Your goal - Each entry below must be repeated exactly, with pictures left out.

Listed entries -
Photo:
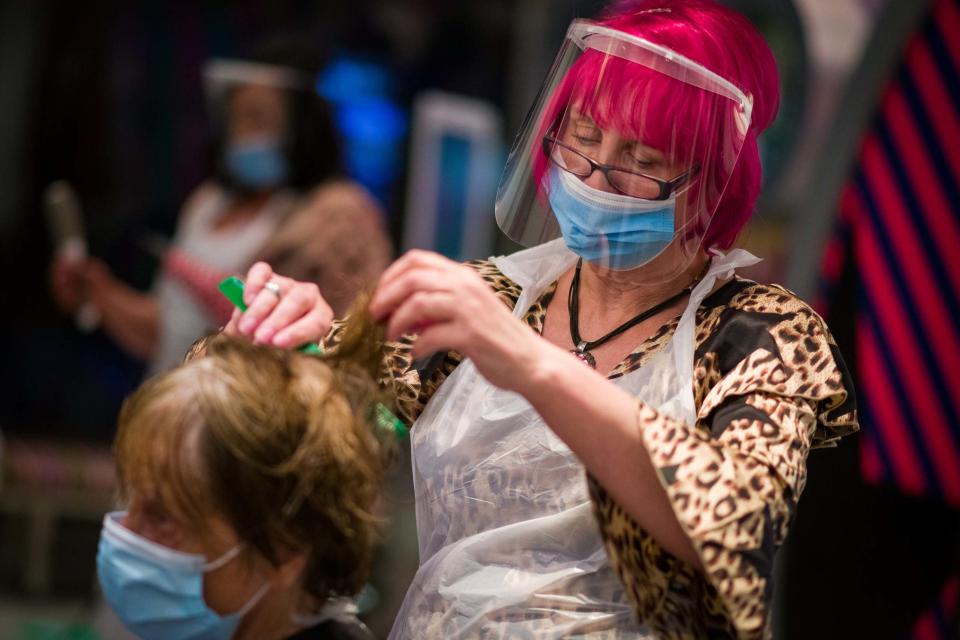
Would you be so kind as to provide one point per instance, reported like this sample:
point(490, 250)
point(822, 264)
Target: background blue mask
point(613, 230)
point(257, 164)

Solution for this task -
Photo:
Would you be so kind as to provide one point per instance, reported like this sample:
point(490, 250)
point(822, 264)
Target: background blue mask
point(613, 230)
point(257, 164)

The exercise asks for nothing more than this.